After finding the line with "Mark the bare shoulder, one" in the data below, set down exactly each line through the one with "Mark the green leaf, one point per instance.", inclusive, and stop there.

_ _ _ _

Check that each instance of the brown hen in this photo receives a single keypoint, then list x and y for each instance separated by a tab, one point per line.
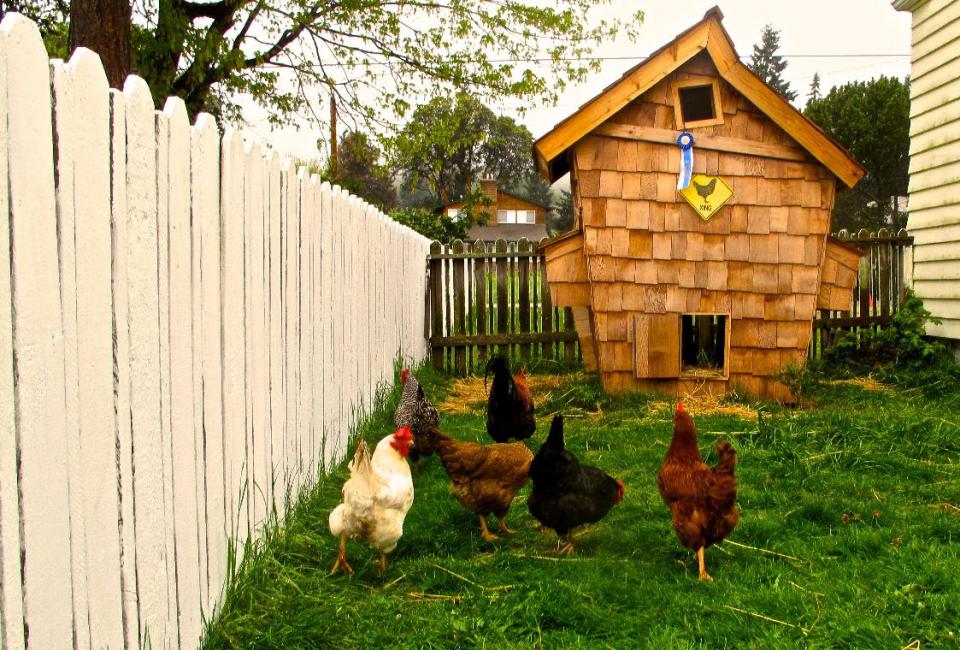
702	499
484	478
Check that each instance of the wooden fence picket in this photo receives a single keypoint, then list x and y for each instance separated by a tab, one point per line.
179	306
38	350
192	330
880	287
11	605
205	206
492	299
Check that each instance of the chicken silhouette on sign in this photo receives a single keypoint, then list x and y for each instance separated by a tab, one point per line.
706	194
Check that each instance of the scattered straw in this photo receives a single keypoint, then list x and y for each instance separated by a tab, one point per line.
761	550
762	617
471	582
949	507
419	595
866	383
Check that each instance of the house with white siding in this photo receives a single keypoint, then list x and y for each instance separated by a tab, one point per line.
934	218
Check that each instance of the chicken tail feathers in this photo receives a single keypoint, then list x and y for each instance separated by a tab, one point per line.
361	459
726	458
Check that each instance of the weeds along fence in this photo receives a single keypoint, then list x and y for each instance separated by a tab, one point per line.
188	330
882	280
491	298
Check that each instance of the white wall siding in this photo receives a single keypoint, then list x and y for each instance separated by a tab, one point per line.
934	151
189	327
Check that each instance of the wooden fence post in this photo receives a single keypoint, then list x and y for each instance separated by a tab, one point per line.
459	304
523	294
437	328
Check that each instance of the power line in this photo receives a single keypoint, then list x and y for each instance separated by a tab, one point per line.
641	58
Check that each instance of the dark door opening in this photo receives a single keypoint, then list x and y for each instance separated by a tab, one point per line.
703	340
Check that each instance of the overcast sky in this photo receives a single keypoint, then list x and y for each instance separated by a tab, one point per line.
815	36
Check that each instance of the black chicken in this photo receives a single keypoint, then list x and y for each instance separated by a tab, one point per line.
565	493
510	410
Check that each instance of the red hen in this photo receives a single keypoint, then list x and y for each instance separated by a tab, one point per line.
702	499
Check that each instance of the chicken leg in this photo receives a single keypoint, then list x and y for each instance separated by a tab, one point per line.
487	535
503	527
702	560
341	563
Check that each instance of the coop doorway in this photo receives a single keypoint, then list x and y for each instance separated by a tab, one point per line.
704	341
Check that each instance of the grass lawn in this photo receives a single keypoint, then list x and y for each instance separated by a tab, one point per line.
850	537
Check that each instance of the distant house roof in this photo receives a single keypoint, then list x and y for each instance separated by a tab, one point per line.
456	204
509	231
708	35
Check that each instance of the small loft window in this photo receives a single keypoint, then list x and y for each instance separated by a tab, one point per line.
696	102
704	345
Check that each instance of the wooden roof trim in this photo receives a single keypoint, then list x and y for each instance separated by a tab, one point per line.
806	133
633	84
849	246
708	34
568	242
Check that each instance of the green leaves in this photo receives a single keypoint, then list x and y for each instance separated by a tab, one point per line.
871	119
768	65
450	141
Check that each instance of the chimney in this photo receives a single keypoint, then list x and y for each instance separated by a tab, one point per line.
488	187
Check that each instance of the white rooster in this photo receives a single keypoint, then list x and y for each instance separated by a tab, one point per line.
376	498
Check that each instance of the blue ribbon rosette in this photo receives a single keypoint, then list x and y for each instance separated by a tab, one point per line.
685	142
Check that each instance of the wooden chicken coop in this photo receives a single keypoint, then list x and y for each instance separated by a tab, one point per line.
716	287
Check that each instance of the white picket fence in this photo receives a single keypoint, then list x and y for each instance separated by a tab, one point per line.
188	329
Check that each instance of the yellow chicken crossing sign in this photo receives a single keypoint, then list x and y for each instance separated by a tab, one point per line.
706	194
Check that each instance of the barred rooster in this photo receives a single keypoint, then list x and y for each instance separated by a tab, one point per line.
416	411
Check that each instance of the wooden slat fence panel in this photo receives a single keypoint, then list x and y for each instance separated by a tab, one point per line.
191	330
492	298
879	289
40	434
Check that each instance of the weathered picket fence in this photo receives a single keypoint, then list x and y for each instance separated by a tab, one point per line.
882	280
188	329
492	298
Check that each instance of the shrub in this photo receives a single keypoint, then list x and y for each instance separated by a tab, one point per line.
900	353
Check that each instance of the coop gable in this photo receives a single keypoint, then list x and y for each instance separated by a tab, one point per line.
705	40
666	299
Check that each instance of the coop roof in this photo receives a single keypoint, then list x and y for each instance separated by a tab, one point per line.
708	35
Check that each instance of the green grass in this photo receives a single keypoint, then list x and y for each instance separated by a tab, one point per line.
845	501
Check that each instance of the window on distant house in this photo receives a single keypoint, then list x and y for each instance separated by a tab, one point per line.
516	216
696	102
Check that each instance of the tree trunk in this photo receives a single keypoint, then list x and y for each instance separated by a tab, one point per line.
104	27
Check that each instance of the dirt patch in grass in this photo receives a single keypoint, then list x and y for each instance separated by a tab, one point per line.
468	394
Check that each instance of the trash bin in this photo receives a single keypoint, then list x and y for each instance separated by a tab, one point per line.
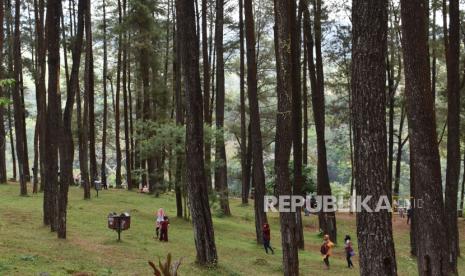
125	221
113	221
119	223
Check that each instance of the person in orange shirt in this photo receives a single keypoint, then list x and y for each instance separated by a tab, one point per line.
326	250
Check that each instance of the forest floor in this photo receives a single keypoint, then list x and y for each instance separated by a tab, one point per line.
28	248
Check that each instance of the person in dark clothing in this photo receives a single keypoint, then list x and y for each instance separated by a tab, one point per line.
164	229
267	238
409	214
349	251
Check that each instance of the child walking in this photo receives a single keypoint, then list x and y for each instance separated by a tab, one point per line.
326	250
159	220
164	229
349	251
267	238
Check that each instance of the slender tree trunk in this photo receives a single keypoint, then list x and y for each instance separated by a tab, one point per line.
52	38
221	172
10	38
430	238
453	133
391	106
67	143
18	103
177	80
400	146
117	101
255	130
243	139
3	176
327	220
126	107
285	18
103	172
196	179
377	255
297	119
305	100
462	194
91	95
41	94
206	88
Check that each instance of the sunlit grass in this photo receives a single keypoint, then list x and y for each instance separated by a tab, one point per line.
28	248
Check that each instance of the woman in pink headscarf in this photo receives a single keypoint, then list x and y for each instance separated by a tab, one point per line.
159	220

_ _ _ _

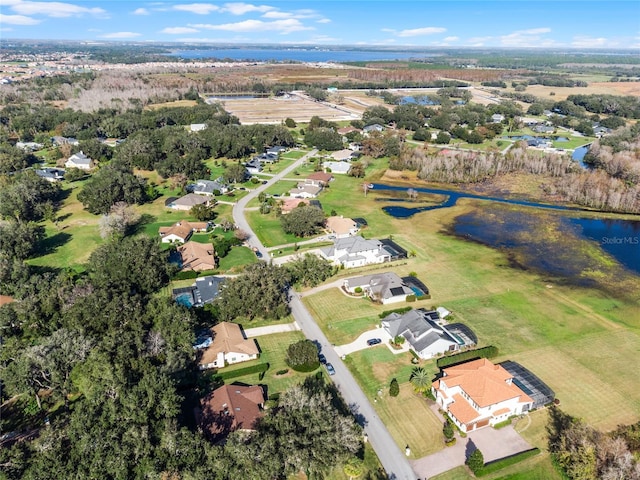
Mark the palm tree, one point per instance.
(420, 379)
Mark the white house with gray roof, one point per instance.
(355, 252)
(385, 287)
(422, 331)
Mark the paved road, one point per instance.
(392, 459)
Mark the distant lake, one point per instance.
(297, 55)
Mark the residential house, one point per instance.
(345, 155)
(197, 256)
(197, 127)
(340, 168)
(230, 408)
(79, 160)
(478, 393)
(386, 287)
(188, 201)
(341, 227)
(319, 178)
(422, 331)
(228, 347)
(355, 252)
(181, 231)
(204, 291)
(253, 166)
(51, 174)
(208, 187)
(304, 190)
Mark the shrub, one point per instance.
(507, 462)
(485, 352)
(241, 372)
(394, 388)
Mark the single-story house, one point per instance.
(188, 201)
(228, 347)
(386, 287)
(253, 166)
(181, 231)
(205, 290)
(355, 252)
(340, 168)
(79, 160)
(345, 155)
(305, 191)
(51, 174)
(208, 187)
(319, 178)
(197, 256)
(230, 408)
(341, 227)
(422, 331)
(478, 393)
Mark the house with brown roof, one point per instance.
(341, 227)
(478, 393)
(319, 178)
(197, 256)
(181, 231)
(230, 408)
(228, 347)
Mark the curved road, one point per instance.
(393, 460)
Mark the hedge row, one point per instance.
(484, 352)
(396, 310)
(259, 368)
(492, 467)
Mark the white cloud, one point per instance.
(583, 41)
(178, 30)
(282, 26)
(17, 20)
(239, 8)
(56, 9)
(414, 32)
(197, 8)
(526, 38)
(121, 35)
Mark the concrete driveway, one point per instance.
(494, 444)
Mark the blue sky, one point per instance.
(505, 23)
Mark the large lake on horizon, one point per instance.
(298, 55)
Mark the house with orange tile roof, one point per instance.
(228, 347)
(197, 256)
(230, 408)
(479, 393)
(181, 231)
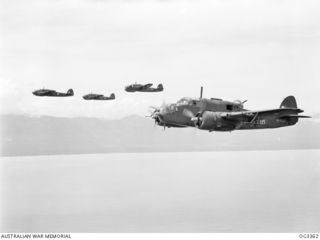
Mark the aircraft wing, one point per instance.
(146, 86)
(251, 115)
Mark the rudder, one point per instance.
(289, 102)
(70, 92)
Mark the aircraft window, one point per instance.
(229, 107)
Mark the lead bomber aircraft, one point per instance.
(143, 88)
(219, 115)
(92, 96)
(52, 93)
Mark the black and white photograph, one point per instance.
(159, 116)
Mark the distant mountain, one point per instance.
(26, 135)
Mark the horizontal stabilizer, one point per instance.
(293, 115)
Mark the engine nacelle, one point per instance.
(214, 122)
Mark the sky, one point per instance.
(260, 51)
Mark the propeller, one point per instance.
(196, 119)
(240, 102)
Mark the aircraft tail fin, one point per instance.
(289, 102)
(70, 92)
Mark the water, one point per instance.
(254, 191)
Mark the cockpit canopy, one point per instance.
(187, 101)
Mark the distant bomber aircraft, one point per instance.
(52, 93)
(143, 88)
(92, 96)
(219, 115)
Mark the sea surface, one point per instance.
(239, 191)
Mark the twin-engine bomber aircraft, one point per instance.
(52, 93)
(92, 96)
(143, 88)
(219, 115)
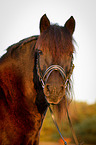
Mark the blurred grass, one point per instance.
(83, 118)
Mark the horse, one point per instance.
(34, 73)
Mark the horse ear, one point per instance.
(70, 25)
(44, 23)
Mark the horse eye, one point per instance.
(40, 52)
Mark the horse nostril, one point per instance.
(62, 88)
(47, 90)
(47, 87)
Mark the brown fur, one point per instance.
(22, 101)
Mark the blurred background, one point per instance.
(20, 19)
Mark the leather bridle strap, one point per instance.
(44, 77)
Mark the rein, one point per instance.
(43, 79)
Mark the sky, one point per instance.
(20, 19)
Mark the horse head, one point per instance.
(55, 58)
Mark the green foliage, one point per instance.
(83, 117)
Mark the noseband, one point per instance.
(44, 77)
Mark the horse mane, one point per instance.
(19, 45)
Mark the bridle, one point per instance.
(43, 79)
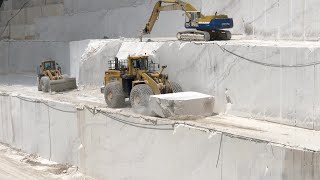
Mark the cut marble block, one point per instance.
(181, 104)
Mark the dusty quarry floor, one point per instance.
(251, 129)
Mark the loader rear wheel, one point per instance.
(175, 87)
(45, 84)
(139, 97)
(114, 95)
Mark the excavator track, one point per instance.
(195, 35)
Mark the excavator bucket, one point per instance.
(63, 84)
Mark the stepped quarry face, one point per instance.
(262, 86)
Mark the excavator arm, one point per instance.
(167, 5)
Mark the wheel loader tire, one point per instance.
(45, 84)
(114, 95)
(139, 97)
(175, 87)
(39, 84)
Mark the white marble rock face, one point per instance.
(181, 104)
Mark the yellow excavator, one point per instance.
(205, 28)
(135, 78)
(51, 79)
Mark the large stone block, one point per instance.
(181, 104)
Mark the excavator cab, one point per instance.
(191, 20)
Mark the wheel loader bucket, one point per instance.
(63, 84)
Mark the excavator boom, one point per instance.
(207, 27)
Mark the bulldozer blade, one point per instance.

_ _ _ _

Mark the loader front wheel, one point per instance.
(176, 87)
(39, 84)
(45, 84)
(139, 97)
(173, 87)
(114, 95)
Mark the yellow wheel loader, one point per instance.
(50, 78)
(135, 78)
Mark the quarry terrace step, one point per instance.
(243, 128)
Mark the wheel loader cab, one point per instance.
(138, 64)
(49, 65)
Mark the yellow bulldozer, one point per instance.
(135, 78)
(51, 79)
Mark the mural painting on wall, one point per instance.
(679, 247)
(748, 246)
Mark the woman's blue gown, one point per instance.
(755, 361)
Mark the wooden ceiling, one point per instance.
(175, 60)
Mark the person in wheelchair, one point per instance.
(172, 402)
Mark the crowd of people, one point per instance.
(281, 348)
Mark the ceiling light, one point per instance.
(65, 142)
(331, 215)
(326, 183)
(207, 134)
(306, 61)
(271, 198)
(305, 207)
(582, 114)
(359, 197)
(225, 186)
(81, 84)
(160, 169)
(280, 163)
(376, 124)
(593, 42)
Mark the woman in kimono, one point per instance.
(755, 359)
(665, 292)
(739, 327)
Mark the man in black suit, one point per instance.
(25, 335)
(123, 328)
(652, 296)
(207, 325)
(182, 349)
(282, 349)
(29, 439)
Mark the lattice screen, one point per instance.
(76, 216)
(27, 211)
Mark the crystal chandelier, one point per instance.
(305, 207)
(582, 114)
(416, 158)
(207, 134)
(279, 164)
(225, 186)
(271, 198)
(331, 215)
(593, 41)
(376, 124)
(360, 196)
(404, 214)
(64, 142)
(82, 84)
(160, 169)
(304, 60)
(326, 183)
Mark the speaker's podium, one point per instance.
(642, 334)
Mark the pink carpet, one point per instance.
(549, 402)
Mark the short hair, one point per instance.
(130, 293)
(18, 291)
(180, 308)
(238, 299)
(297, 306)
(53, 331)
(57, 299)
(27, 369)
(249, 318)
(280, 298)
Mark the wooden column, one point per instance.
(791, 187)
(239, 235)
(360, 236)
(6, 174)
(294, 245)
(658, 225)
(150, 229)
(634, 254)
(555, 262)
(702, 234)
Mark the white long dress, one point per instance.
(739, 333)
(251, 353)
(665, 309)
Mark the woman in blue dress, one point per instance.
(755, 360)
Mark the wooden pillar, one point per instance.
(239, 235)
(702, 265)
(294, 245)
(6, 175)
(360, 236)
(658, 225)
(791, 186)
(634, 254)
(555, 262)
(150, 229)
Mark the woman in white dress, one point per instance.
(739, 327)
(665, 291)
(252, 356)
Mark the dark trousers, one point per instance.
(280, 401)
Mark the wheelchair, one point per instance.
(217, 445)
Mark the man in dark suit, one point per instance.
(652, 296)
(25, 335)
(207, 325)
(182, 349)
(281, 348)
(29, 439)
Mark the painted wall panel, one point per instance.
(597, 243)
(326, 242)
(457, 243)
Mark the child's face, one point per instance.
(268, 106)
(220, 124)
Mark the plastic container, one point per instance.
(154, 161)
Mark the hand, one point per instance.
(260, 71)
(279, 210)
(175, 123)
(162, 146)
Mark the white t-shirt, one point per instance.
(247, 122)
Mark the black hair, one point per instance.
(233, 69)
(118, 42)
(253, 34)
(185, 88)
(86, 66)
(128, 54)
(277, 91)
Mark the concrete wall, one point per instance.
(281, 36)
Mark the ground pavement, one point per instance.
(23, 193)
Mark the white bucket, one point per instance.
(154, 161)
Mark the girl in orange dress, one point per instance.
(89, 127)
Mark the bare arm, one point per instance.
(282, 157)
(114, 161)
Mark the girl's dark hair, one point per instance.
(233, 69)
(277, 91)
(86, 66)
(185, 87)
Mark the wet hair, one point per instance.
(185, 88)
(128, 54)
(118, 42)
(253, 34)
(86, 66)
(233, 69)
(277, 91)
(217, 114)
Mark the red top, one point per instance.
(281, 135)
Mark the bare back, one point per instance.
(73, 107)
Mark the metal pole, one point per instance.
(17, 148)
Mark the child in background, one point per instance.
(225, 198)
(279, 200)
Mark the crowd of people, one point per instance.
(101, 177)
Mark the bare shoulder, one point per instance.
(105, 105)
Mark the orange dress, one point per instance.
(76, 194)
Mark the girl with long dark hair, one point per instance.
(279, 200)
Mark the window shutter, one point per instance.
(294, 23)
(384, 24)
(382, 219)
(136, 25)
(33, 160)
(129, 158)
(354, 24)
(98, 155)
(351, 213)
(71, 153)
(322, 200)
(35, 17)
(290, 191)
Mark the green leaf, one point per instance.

_ _ _ _

Output of the task:
Mark the bare shoulder, one point per instance.
(105, 105)
Mark the orange dress, one point per instance.
(76, 194)
Mark the girl with long dark hair, one point per instance.
(279, 200)
Mark the window shutter, one point per instance.
(294, 23)
(384, 24)
(382, 219)
(136, 25)
(33, 160)
(129, 158)
(354, 24)
(98, 155)
(351, 213)
(71, 153)
(322, 200)
(35, 17)
(290, 191)
Mark the green leaf, one point per instance.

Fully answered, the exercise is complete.